- CONSIGNE ÉCRITE 1 -
Reproduisez fidèlement le passage de l'extrait sur le métamorphisme qui va de « Déformation des isothermes » jusqu'à « signification géodynamique (Dunod) » inclus.

══ EXTRAIT FOURNI

2.1 Retour sur le métamorphisme régional de moyennes pressions et de moyennes températures : le gradient dalradien. Emergence d’un paradoxe.
Les conditions de ce cas de métamorphisme sont très largement représentées en Europe hercynienne, de l’Ecosse jusqu’au Massif Central. Il sera traité en détail lors d’un entretien ultérieur, consacré au métamorphisme régional du Bas-Limousin. La planche 3 montre les trajectoires dans le plan P-T suivies par les roches tout au long d’un cycle orogénique comme le cycle hercynien, résultant de la collision entre deux plaques continentales. Les trajectoires des roches suivent la progression des géothermes ( ou encore gradients thermiques ), qui décrivent la variation de la température avec la profondeur.
Planche 3
La planche 4 ( chevauchement et sous-charriage ) montre comment les isothermes se déforment au cours des différentes phases de l’orogenèse. Les mécanismes de chevauchement, de sous-charriage et d’équilibrage isostatique donnent la clé d’explication des valeurs du gradient métamorphique, dont l’axe passe toujours à travers les faciès des schistes verts et des amphibolites, ( planche 1 ) quelque soit la séquence de la roche d’origine : pélites, grauwackes, tufs volcaniques ou même granitoïdes…On a vu que cet axe voisine avec le point triple des isomorphes des silicates d’alumine, très abondants dans les paragenèses de ces roches. Les gradients de pression et température moyennes (métamorphisme dalradien ) sont toujours proches des géothermes , y compris dans la partie rétrograde de la trajectoire, marquée par le pic de température.
Planche 4.
Déformation des isothermes par chevauchement, raccourcissement et rééquilibrage isostatique.
Tiré de J.Kornprobst, métamorphisme et roches métamorphiques, signification géodynamique (Dunod)
A l’évidence, ce type de gradient, pourtant très répandu, ne permet pas la mise à jour de roches typiques des hautes pressions. Pourtant nous allons les trouver à l’intérieur de grandes régions occupées par les faciès des schistes verts et des amphibolites, aussi bien en Bas-Limousin que à l’Ile de Groix, au large de Lorient : planche 5.
Planche 5
Quel est donc ce paradoxe ?
2.2 gradient franciscain, gradient rétrograde
Avant d’aborder de front le paradoxe, mettons en place le scénario conduisant à des conditions de hautes pressions. La planche 6 illustre le mécanisme tectonique unique qui conduit à cette situation extrême : c’est la subduction d’une croûte océanique sous une croûte continentale. Elle est caractérisée par une déformation violente des isothermes, entraînés avec la plaque plongeant sous la croûte continentale. L’équilibre thermique par conduction dans les roches n’a pas le temps de s’établir et la pression augmente considérablement avec la profondeur, au delà de 10 Kbar, alors que la plaque enfouie reste relativement « froide » ! Les métabasaltes passent dans le faciès schistes bleus, à glaucophane. Si l’enfouissement continue, la pression augmente encore,et la température finit aussi par atteindre le seuil du faciès des éclogites.

════
══ DONNÉES EXTRAITES

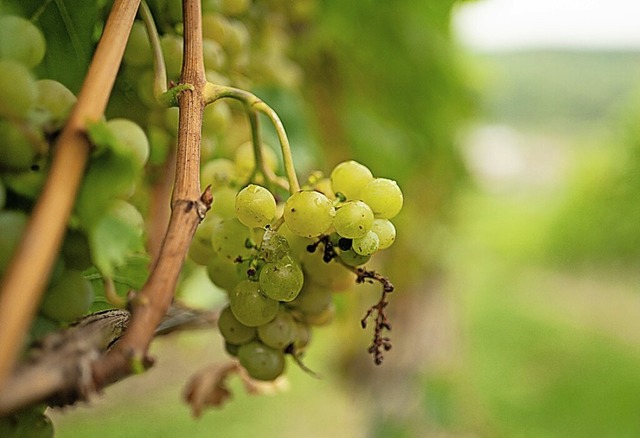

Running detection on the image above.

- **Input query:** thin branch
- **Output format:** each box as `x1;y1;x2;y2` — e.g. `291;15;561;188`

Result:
0;0;139;390
93;0;212;388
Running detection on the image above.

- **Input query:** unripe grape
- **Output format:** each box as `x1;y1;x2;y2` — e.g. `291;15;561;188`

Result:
284;190;335;237
218;306;256;345
258;309;297;350
235;184;276;228
211;218;250;260
0;210;27;275
333;201;373;239
351;231;380;256
35;79;77;132
40;270;93;321
0;120;36;171
107;118;149;169
360;178;403;219
260;256;304;302
371;219;396;249
0;15;46;67
331;160;373;199
229;280;279;327
0;59;38;118
238;341;285;381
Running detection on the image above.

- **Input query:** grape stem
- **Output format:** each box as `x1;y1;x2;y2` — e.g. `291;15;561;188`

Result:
204;82;300;195
0;0;139;391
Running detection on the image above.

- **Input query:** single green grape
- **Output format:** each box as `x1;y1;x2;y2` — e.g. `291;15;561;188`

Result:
340;248;371;266
351;231;380;256
35;79;77;132
211;219;250;260
124;20;153;67
284;190;335;237
0;210;27;276
218;306;256;345
211;186;238;219
331;160;373;199
0;120;36;171
287;282;333;314
258;308;297;350
107;118;149;169
371;219;396;249
0;15;46;67
40;269;94;322
360;178;403;219
207;255;242;293
260;256;304;302
333;201;373;239
0;59;38;119
235;184;276;228
238;341;285;381
229;280;279;327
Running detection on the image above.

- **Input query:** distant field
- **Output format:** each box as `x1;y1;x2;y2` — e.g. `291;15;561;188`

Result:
474;51;640;131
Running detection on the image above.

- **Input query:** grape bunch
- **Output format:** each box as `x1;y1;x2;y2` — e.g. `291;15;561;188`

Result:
189;153;403;380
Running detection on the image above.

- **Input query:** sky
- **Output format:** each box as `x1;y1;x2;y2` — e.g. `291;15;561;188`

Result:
454;0;640;51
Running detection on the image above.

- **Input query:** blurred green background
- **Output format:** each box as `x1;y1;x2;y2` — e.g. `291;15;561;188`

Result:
51;0;640;438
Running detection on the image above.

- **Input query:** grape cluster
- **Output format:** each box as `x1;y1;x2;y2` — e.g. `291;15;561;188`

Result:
189;155;402;380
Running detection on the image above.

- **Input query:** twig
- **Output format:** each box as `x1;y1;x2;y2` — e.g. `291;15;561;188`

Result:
93;0;212;388
0;0;139;390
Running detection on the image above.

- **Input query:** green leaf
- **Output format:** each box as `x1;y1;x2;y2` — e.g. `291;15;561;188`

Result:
13;0;102;94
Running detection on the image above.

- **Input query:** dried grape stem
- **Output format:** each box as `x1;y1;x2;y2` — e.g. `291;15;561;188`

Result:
0;0;139;389
93;0;206;388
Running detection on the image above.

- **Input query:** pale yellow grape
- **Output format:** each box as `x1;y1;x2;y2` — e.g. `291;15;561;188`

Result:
371;219;396;249
235;184;276;228
284;190;335;237
331;160;373;199
360;178;403;219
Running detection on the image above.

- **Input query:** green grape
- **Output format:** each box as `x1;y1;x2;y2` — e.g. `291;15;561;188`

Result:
0;59;38;118
40;269;94;321
331;160;373;199
284;190;335;237
0;210;27;275
340;248;371;266
333;201;373;239
238;341;285;381
218;306;256;345
229;280;278;327
300;251;356;292
351;231;380;256
360;178;403;219
0;15;46;67
160;34;184;80
260;228;290;263
202;38;227;71
220;0;251;16
0;119;36;171
200;158;237;192
371;219;396;249
258;309;297;350
124;20;153;67
202;101;231;136
211;187;238;219
62;229;92;271
234;141;278;179
288;282;333;315
260;256;304;302
235;184;276;228
207;256;242;292
35;79;77;132
3;159;49;199
107;119;149;169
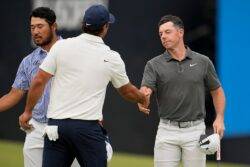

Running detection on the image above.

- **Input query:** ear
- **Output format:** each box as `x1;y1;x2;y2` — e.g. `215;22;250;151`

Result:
51;22;57;31
179;28;184;37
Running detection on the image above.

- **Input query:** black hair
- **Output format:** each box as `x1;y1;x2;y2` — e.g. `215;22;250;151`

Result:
82;22;106;36
30;7;56;25
158;15;184;29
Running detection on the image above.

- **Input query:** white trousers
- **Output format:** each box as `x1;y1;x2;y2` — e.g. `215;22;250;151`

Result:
23;119;80;167
154;121;206;167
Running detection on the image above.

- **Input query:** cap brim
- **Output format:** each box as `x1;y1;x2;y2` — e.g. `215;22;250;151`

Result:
109;13;115;23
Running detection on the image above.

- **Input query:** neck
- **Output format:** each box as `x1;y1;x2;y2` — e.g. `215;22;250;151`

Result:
167;44;186;61
41;35;58;52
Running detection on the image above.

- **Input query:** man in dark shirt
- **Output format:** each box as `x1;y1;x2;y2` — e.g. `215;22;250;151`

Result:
138;15;225;167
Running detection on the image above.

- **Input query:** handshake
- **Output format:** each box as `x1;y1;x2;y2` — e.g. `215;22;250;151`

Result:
137;86;152;114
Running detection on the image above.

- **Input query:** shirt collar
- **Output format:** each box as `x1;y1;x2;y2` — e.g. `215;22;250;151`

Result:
163;46;193;62
38;36;63;55
80;33;104;43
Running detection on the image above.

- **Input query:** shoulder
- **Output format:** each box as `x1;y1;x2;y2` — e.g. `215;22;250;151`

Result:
21;48;41;64
191;51;213;66
147;54;164;66
191;51;210;62
105;49;123;62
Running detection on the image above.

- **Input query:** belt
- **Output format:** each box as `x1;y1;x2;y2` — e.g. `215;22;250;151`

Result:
161;119;204;128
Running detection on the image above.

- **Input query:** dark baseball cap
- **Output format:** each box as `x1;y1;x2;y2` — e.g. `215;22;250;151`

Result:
83;5;115;30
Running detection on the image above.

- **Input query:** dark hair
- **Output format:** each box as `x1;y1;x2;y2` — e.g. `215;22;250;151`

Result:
82;22;105;36
158;15;184;29
30;7;56;25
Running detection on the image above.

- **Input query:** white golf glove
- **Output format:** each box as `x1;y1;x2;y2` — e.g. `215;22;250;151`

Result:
44;125;59;141
199;133;220;155
105;141;113;162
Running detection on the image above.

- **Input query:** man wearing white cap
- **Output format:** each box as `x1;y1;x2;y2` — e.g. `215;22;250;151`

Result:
19;5;148;167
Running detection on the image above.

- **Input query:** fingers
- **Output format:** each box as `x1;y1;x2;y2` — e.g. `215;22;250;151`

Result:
213;124;224;139
19;115;33;131
138;103;150;114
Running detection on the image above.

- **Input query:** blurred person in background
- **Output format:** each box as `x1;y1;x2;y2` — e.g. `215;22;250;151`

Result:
21;5;148;167
138;15;225;167
0;7;79;167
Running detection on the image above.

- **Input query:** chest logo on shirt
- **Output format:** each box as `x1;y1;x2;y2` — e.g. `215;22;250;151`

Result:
189;63;197;67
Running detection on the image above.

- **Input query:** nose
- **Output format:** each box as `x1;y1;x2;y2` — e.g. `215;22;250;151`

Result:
32;27;39;35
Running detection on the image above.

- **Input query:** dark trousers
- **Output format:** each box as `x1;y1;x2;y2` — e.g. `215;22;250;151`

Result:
43;119;107;167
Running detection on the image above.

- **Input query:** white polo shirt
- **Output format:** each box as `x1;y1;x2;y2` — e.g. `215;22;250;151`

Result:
40;34;129;120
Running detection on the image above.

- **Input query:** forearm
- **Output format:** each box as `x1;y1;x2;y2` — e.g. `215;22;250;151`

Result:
0;88;25;112
118;83;145;103
25;78;45;112
211;87;226;120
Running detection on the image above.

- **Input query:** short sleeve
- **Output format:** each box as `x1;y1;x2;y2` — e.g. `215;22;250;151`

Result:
205;59;221;91
39;44;58;75
109;54;129;88
141;62;156;91
12;59;29;90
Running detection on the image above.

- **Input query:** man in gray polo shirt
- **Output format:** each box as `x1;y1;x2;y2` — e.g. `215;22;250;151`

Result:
138;15;225;167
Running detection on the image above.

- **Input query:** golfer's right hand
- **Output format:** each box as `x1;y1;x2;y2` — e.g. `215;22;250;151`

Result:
19;111;33;131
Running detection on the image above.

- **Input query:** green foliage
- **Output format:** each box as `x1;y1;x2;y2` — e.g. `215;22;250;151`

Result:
0;141;244;167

════

- CONSIGNE ÉCRITE 2 -
Repérez dans les enregistrements ci-dessus chaque ligne où figure la chaîne « dark », puis recopiez toutes ces lignes.

- RÉPONSE COMPLÈTE 1 -
Déformation des isothermes par chevauchement, raccourcissement et rééquilibrage isostatique.
Tiré de J.Kornprobst, métamorphisme et roches métamorphiques, signification géodynamique (Dunod)

- RÉPONSE COMPLÈTE 2 -
- **Input query:** man in dark shirt
- **Input query:** dark baseball cap
- **Input query:** dark hair
- **Input query:** dark trousers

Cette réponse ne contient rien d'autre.